### WHAT IS EXPECTED
Return every line below that contains the string "target", each copied in full.
[START STORED RECORDS]
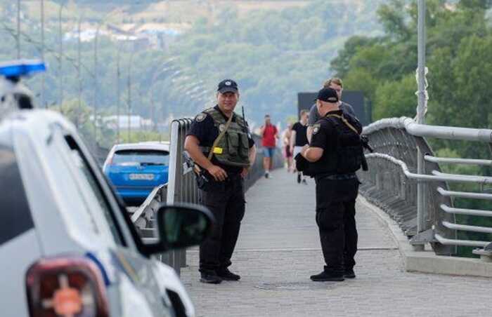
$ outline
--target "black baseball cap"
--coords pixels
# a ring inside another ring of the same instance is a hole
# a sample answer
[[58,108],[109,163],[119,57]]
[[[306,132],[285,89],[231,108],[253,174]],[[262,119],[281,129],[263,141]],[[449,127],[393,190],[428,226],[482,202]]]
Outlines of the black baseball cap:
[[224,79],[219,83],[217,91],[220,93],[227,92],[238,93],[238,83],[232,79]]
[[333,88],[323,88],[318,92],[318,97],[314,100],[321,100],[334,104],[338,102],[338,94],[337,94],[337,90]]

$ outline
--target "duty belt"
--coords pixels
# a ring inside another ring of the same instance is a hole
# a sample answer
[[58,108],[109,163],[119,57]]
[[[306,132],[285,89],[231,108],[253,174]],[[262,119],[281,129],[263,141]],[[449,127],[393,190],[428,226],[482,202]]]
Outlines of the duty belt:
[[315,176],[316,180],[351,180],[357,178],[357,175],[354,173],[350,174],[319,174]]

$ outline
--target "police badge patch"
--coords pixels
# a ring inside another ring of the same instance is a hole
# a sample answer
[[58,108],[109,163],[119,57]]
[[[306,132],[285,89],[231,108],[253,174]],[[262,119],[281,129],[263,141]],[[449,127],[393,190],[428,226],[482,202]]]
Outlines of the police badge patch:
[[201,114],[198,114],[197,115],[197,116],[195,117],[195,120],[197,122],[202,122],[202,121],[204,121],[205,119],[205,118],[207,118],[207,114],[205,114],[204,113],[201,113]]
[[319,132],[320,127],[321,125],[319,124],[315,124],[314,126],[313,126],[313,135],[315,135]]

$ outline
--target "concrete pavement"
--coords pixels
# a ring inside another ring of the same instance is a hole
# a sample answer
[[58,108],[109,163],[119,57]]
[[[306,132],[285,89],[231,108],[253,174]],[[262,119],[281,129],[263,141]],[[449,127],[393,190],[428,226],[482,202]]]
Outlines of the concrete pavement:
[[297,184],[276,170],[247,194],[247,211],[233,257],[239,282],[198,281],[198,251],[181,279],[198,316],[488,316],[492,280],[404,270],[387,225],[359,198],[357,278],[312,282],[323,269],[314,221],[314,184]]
[END STORED RECORDS]
[START STORED RECORDS]
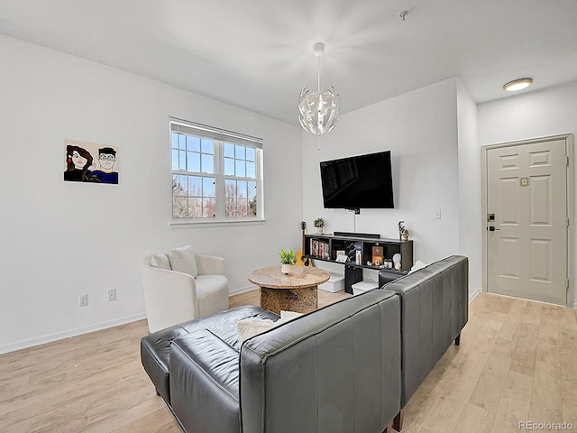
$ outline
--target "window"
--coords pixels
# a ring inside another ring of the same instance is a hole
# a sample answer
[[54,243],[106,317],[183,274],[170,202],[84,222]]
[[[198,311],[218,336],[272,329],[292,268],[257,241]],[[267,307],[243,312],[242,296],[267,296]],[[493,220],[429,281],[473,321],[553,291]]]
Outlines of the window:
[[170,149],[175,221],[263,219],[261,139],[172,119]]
[END STORED RECORDS]
### SOLUTION TO THE EXERCISE
--target "black baseball cap"
--target "duty belt"
--target "police badge patch"
--target "concrete pavement"
--target "window"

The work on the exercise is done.